**DATA TO PROCESS:**
┄┄┄┄┄┄┄┄┄┄┄┄┄┄┄┄┄┄┄┄

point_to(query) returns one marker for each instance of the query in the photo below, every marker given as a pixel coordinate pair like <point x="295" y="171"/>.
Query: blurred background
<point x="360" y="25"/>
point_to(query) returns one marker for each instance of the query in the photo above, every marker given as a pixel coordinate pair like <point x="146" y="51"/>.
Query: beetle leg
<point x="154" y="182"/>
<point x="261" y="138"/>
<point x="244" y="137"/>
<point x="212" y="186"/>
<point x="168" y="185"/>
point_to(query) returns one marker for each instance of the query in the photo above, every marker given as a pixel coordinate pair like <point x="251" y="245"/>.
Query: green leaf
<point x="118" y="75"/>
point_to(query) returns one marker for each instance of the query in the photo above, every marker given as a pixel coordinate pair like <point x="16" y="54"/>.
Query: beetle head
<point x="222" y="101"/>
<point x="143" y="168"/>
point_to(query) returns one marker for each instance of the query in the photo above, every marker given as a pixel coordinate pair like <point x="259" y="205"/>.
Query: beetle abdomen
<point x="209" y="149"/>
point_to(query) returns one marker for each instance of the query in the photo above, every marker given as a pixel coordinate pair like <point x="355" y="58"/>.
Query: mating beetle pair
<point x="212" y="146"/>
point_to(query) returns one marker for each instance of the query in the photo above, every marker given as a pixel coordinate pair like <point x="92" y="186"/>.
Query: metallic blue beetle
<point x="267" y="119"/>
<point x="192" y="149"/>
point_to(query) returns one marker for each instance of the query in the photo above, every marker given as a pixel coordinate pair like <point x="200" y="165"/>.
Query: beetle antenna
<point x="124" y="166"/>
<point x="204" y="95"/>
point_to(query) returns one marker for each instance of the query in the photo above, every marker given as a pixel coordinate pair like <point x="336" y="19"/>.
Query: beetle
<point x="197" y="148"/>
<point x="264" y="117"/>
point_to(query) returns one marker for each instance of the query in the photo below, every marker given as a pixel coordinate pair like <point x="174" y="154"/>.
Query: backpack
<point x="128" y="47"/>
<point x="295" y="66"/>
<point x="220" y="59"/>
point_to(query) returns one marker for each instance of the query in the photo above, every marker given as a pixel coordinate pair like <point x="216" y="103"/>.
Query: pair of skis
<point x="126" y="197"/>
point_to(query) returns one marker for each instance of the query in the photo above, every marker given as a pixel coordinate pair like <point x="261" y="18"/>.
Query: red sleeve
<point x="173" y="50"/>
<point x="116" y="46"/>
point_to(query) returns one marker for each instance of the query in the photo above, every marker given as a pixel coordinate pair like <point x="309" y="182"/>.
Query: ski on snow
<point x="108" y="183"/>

┄┄┄┄┄┄┄┄┄┄┄┄┄┄┄┄┄┄┄┄

**EXERCISE:** Write down every line of the data exactly as it appears above.

**EXERCISE RESULT:**
point_to(query) returns one marker for each instance of the query in the photo below, every marker given as a pixel coordinate pair like <point x="295" y="171"/>.
Query: blurred background
<point x="360" y="25"/>
point_to(query) returns one marker for each instance of the query in the photo above, every marker given as a pixel coordinate pair like <point x="146" y="51"/>.
Query: beetle leg
<point x="154" y="182"/>
<point x="261" y="138"/>
<point x="244" y="137"/>
<point x="212" y="186"/>
<point x="168" y="185"/>
point_to(query) returns one marker for each instance of the query in the photo above, every marker given as a pixel coordinate pair like <point x="251" y="245"/>.
Query: green leaf
<point x="118" y="75"/>
point_to(query) returns one marker for each instance of the query in the photo above, every marker given as a pixel coordinate pair like <point x="16" y="54"/>.
Query: beetle head
<point x="222" y="101"/>
<point x="143" y="168"/>
point_to(query) returns one marker for each instance of the query in the photo above, every marker given as a pixel coordinate pair like <point x="259" y="205"/>.
Query: beetle abdomen
<point x="209" y="149"/>
point_to(query) returns one marker for each instance of the query in the photo above, every marker given as a pixel coordinate pair like <point x="355" y="58"/>.
Query: mating beetle pair
<point x="212" y="146"/>
point_to(query) returns one marker for each instance of the query in the photo above, every marker given as a pixel coordinate pair like <point x="92" y="186"/>.
Query: metallic blue beetle
<point x="267" y="119"/>
<point x="192" y="149"/>
point_to(query) returns one marker for each instance of the query in the photo above, every marker given as a pixel coordinate pair like <point x="200" y="165"/>.
Query: beetle antenna
<point x="124" y="166"/>
<point x="204" y="95"/>
point_to(query) returns one marker for each instance of the query in the photo above, every marker given as a pixel coordinate pair like <point x="336" y="19"/>.
Query: beetle
<point x="197" y="148"/>
<point x="264" y="117"/>
point_to(query) returns one marker for each instance of the query in the photo below, every marker given as a pixel coordinate pair like <point x="174" y="154"/>.
Query: backpack
<point x="128" y="47"/>
<point x="295" y="66"/>
<point x="220" y="59"/>
point_to(query) returns one marker for each instance of the query in the photo above, every marker given as a pixel coordinate pair like <point x="216" y="103"/>.
Query: pair of skis
<point x="126" y="197"/>
point_to(query) returns one marker for each instance of the query in the photo above, every marker given as a pixel coordinate pair like <point x="261" y="18"/>.
Query: red sleeve
<point x="173" y="50"/>
<point x="116" y="46"/>
point_to(query) returns one marker for each instance of the query in the photo above, every marker given as a pixel coordinate pair like <point x="309" y="182"/>.
Query: ski on snow
<point x="108" y="183"/>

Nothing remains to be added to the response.